Task directions:
Retype the lines below without any changes.

Provided records:
— Start —
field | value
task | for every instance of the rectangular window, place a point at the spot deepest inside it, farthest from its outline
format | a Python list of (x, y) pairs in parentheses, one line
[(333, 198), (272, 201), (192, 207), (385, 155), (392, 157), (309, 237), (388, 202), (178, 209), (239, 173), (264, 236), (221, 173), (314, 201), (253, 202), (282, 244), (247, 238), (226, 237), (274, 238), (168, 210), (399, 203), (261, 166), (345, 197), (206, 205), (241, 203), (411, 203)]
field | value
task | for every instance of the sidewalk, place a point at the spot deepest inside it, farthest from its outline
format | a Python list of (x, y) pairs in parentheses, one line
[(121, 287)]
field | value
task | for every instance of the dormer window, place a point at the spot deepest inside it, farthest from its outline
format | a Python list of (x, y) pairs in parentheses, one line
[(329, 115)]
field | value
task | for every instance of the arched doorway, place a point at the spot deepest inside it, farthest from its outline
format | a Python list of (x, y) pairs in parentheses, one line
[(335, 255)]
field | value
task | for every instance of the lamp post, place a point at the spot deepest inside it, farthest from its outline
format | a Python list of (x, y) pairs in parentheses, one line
— End —
Solution for this problem:
field | value
task | for every instance of the rectangular window, place a point at the spot deepest inside it, farthest from its outline
format | a Python list of (x, y) pairs in parentheses, one line
[(333, 198), (272, 201), (192, 207), (385, 155), (392, 157), (309, 237), (388, 202), (178, 209), (239, 173), (264, 236), (221, 173), (314, 201), (253, 202), (282, 244), (247, 238), (226, 237), (274, 238), (168, 210), (399, 203), (261, 166), (345, 197), (206, 205), (241, 203), (411, 203)]
field | value
task | for every instance of the sidewalk, place a point at the spot deepest inside it, farthest from its outline
format | a Python list of (x, y) pairs in parentheses, one line
[(121, 287)]
field | value
task | for every instance of the dormer window, place a point at the spot deepest inside it, farthest from its outline
format | a Python list of (x, y) pairs in parentheses, one line
[(329, 115)]
field | value
task | for every instance of the arched doorway, place a point at the spot deepest inside it, farthest from its outline
format | a Python list of (x, y) pairs in parentheses, one line
[(335, 255)]
field | value
task | for every instance of the lamp post, place a point at the spot deepest inside it, farthest from its outline
format | a Python list of (x, y) pairs in parentheses, one line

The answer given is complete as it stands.